*Point localization data*
== == ==
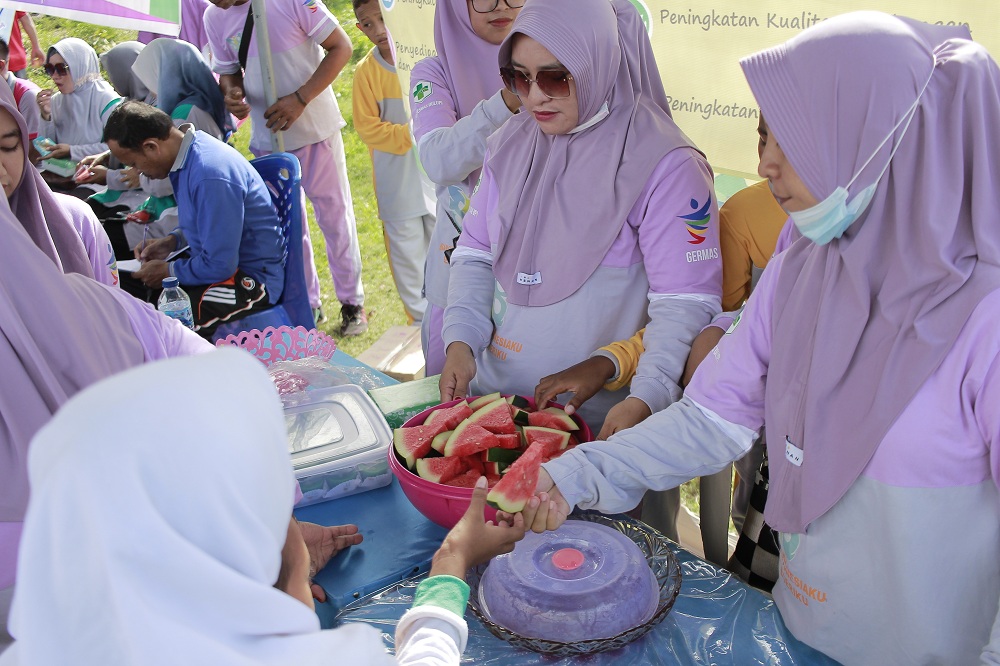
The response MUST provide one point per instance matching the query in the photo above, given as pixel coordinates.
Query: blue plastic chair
(283, 175)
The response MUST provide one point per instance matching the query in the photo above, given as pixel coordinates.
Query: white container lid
(328, 427)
== == ==
*Try it*
Please retype the data exactly, but do not carry over any picture.

*Task response*
The response MUST provide one point per instance matching the query in the photo above, given as pixel coordinates.
Query: blue plastic chair
(283, 175)
The response MUST provide one point per instance matching the query in the photo above, given as pixel coordinates.
Query: white container lid
(328, 427)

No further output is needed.